> WORK ORDER
Starting at the first line of the records below, reproduce every line up to and including the line with "box: [1, 0, 200, 271]", but leave out all pictures.

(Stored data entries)
--- --- ---
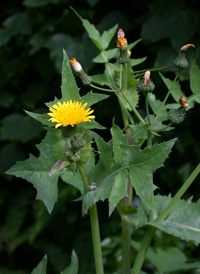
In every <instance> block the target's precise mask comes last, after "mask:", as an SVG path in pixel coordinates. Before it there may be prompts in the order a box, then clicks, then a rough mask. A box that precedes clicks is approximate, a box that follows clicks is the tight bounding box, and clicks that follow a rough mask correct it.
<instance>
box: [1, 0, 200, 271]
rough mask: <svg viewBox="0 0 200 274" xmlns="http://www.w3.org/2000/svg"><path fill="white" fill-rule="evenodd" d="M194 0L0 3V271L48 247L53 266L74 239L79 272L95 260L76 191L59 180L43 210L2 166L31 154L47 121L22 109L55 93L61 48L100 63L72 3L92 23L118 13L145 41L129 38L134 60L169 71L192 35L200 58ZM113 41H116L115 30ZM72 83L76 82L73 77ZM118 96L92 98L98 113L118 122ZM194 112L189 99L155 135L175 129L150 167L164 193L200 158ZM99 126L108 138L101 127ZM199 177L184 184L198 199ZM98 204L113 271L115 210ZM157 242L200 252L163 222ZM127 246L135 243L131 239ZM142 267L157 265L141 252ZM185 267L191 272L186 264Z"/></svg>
mask: <svg viewBox="0 0 200 274" xmlns="http://www.w3.org/2000/svg"><path fill="white" fill-rule="evenodd" d="M131 5H132V6H131ZM197 5H198V1H197V0H196V1H190V2H187V1H184V0H178V1H169V2H167V1H165V2H164V1H162V0H157V1H144V0H142V1H137V2H135V1H133V3H130V4H125V3H123V5H122V2H118V1H107V3H105V4H103V5H102V3H101V1H99V0H95V1H94V0H86V1H73V0H71V1H70V0H69V1H68V0H24V1H4V3H1V12H0V19H1V25H0V60H1V61H0V90H1V100H0V106H1V110H0V111H1V123H0V141H1V150H0V173H1V191H0V205H1V207H0V214H1V220H0V273H2V274H11V273H12V274H17V273H19V274H23V273H24V274H25V273H30V272H31V271H32V269H33V268H34V267H35V266H36V265H37V264H38V263H39V261H40V260H41V258H42V257H43V256H44V254H47V256H48V261H49V264H48V267H49V269H48V273H50V274H51V273H52V274H53V273H59V272H60V271H62V270H63V269H64V267H65V266H66V265H68V264H69V263H70V258H71V252H72V249H75V251H76V253H77V255H78V258H79V263H80V271H79V273H80V274H86V273H92V269H93V266H94V262H93V254H92V243H91V239H90V223H89V218H88V217H87V216H86V217H84V218H82V217H81V206H80V204H79V203H78V202H75V201H74V200H75V199H76V198H78V197H79V193H77V192H76V190H75V189H74V188H72V187H70V186H69V185H65V184H64V183H62V182H60V184H59V199H58V202H57V203H56V206H55V208H54V210H53V213H52V214H51V215H49V214H48V212H47V210H46V208H45V207H44V205H43V204H42V203H41V202H40V201H35V196H36V191H35V189H33V188H32V186H31V184H29V183H27V182H26V181H24V180H22V179H17V178H13V177H11V176H6V175H5V174H4V172H5V171H6V170H8V169H9V168H10V167H11V166H12V165H13V164H14V163H15V162H16V161H19V160H24V159H26V158H27V157H28V153H33V154H35V155H37V154H38V151H37V148H36V147H35V144H38V143H39V142H40V139H41V138H43V137H44V134H45V130H44V129H43V128H42V126H41V125H40V124H39V123H38V122H37V121H35V120H33V119H31V118H30V117H28V116H27V115H26V114H25V112H24V111H23V110H24V109H25V110H29V111H33V112H42V111H46V108H45V105H44V103H45V102H47V101H50V100H53V99H54V96H57V97H58V98H59V97H60V84H61V83H60V81H61V77H60V71H61V61H62V49H63V48H64V49H65V50H66V52H67V53H68V55H69V57H70V58H71V57H76V58H77V60H78V61H79V62H80V63H81V64H82V66H83V67H84V70H85V71H87V72H88V73H89V74H91V75H93V74H95V73H100V72H102V71H101V69H102V68H103V66H102V67H101V65H95V64H94V63H93V62H92V59H93V58H94V57H95V56H96V55H97V53H98V52H97V49H96V48H95V46H94V45H93V44H92V42H91V41H90V40H89V38H88V37H87V35H86V33H85V31H84V29H83V27H82V24H81V22H80V21H79V19H78V18H77V16H76V15H75V14H74V13H73V11H72V10H71V9H70V6H72V7H73V8H74V9H76V10H77V12H78V13H79V14H80V15H81V16H83V17H84V18H86V19H88V20H89V21H90V22H91V23H94V24H95V25H96V26H97V27H98V29H99V30H100V32H102V31H103V30H104V29H108V28H110V27H113V26H114V25H115V24H116V23H118V24H119V27H121V28H123V29H124V31H125V32H126V37H127V39H128V41H129V42H130V43H131V42H134V41H135V40H137V39H139V38H140V37H141V38H142V42H140V44H139V45H138V46H136V47H135V49H134V52H132V55H133V57H134V58H141V57H143V56H147V57H148V58H147V60H146V61H145V62H144V63H143V64H142V65H139V66H138V67H137V69H138V70H140V69H145V68H152V67H156V68H157V67H163V66H167V68H165V69H164V70H163V73H165V75H166V76H167V77H169V78H172V79H173V77H174V71H175V67H174V66H173V60H174V59H175V57H176V55H177V51H178V49H179V48H180V47H181V46H183V45H184V44H186V43H193V44H195V45H196V49H195V50H193V51H192V53H190V54H189V56H188V58H189V60H190V62H191V61H192V60H193V58H195V59H196V61H197V64H198V65H200V47H199V45H198V41H199V40H200V30H199V25H200V16H199V13H198V9H197ZM112 46H113V47H114V46H115V40H114V39H113V41H112ZM152 78H153V79H154V82H155V83H156V91H155V93H156V97H158V98H164V96H165V94H166V87H164V85H163V83H162V82H161V80H160V78H159V76H158V74H157V72H153V73H152ZM180 80H181V86H182V89H183V90H184V92H185V94H186V95H187V94H190V89H189V84H188V81H187V80H188V71H187V70H185V71H183V73H181V75H180ZM78 85H79V86H80V87H81V84H80V83H79V81H78ZM86 89H87V88H86ZM81 92H84V90H83V91H81ZM115 100H116V99H115V98H114V97H110V98H109V99H108V100H106V101H104V102H102V103H99V104H98V105H97V106H96V107H95V115H96V117H97V120H98V122H99V123H101V124H102V125H104V126H106V127H109V126H110V125H111V123H112V119H113V117H114V116H115V117H116V121H117V123H118V124H120V123H122V121H121V120H120V113H119V109H118V107H117V104H115ZM111 105H112V108H111V107H110V106H111ZM141 111H142V110H141ZM199 115H200V110H199V109H198V108H197V107H195V108H194V109H193V110H192V111H191V112H189V113H188V115H187V117H186V119H185V121H184V123H183V124H181V125H178V126H177V127H176V130H174V131H171V132H167V133H165V134H166V136H162V137H159V138H165V137H167V138H168V139H169V138H172V137H177V138H178V141H177V144H176V146H175V148H174V150H173V155H172V154H171V157H170V158H169V159H168V161H167V162H166V164H165V166H166V169H162V170H161V171H159V172H158V173H156V174H155V179H156V185H157V186H158V187H159V188H160V189H159V193H161V194H166V195H167V194H168V193H170V192H171V193H172V195H173V194H175V192H176V191H177V189H178V188H179V187H180V186H181V184H182V183H183V182H184V180H185V179H186V178H187V176H188V175H189V174H190V172H191V171H192V170H193V168H194V167H195V165H196V164H197V163H198V161H199V159H200V144H199V134H200V126H199V123H198V117H199ZM100 134H101V135H102V136H103V137H104V139H105V140H109V138H110V136H109V133H108V131H107V130H105V131H103V132H101V133H100ZM197 186H198V181H197V180H196V181H195V183H194V184H193V186H192V187H191V188H190V190H189V192H188V193H187V195H188V197H189V196H191V195H194V199H195V200H197V199H198V198H199V196H200V195H199V194H200V191H199V188H198V187H197ZM135 203H137V199H136V200H135ZM99 208H100V210H99V215H100V224H101V233H102V239H103V252H104V255H106V256H107V258H106V260H105V266H106V273H119V272H118V267H119V263H120V260H121V257H120V235H121V227H120V220H119V216H118V215H117V213H114V214H113V215H112V217H111V218H110V219H109V218H108V210H107V204H106V203H101V204H99ZM136 233H137V234H138V235H137V239H140V238H142V236H143V234H142V232H141V233H139V232H136ZM110 235H112V236H110ZM166 243H167V246H166ZM154 245H155V246H156V247H157V248H161V247H163V248H164V247H165V249H166V250H167V249H168V248H169V247H171V246H172V247H178V249H179V250H180V251H182V252H183V253H185V255H186V256H187V258H188V259H189V260H192V258H195V257H196V258H198V254H199V251H200V249H199V248H198V247H195V246H193V245H192V244H190V243H185V242H181V241H179V240H177V239H176V238H172V237H169V236H168V235H166V234H161V232H158V233H157V234H156V237H155V239H154ZM162 245H163V246H162ZM133 248H134V249H135V250H137V247H136V246H135V245H134V244H133ZM149 260H150V259H149ZM146 271H148V272H149V273H155V270H154V268H153V266H152V264H150V263H149V261H148V260H147V261H146ZM171 273H177V272H171ZM181 273H182V272H181ZM185 273H186V272H185ZM188 273H192V272H191V270H190V271H189V272H188ZM194 273H195V272H194Z"/></svg>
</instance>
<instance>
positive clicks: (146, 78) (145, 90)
mask: <svg viewBox="0 0 200 274" xmlns="http://www.w3.org/2000/svg"><path fill="white" fill-rule="evenodd" d="M150 74H151V73H150V71H149V70H148V71H146V72H145V74H144V79H143V80H142V81H140V82H139V83H138V84H137V86H136V88H137V90H138V91H140V92H142V93H144V94H147V93H149V92H152V91H153V90H154V89H155V85H154V83H153V82H152V81H151V79H150Z"/></svg>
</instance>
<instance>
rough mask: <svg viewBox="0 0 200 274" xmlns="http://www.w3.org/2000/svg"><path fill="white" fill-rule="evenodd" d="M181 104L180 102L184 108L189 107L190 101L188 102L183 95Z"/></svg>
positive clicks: (180, 100)
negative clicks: (188, 106) (189, 102)
mask: <svg viewBox="0 0 200 274" xmlns="http://www.w3.org/2000/svg"><path fill="white" fill-rule="evenodd" d="M179 104H180V105H181V106H183V107H184V108H187V107H188V102H187V101H186V100H184V99H183V96H181V97H180V98H179Z"/></svg>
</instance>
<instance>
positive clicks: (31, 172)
mask: <svg viewBox="0 0 200 274" xmlns="http://www.w3.org/2000/svg"><path fill="white" fill-rule="evenodd" d="M53 144H54V138H53V137H52V135H51V134H50V133H47V135H46V137H45V139H44V140H43V141H42V143H41V144H40V145H38V146H37V148H38V149H39V151H40V156H39V158H37V157H35V156H33V155H30V157H29V159H27V160H25V161H21V162H17V163H16V164H15V165H14V166H13V167H11V168H10V169H9V170H8V171H7V172H6V173H7V174H9V175H15V176H16V177H21V178H24V179H26V180H27V181H29V182H31V183H32V184H33V186H34V187H35V188H36V189H37V196H36V199H38V200H41V201H43V203H44V204H45V206H46V207H47V209H48V211H49V213H51V211H52V209H53V206H54V204H55V202H56V200H57V193H58V189H57V182H58V174H55V175H53V176H51V177H49V175H48V172H49V170H50V168H51V167H52V166H53V165H54V164H55V163H56V162H57V160H58V159H57V157H56V156H55V153H54V151H53V149H52V146H53Z"/></svg>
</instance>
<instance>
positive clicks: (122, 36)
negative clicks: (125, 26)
mask: <svg viewBox="0 0 200 274" xmlns="http://www.w3.org/2000/svg"><path fill="white" fill-rule="evenodd" d="M124 37H125V33H124V31H123V30H122V29H119V30H118V33H117V41H116V43H117V47H118V51H117V54H116V56H115V58H116V59H117V61H118V63H120V64H127V63H128V61H129V59H130V51H128V49H127V46H128V42H127V40H126V38H124Z"/></svg>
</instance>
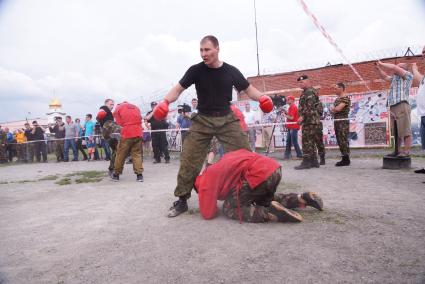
--- --- ---
> OUTPUT FOR THIS EXERCISE
In every <instance> block the target's precise mask comes last, after "mask:", as an SVG path in pixel coordinates. Before it there may be prompts in the order a box, then clicks, then a rough mask. A box that precedes clicks is approximate, a box that follows clicks is the tight bounding box, and clicks that follow a rough mask correct it.
<instance>
box: [1, 0, 200, 271]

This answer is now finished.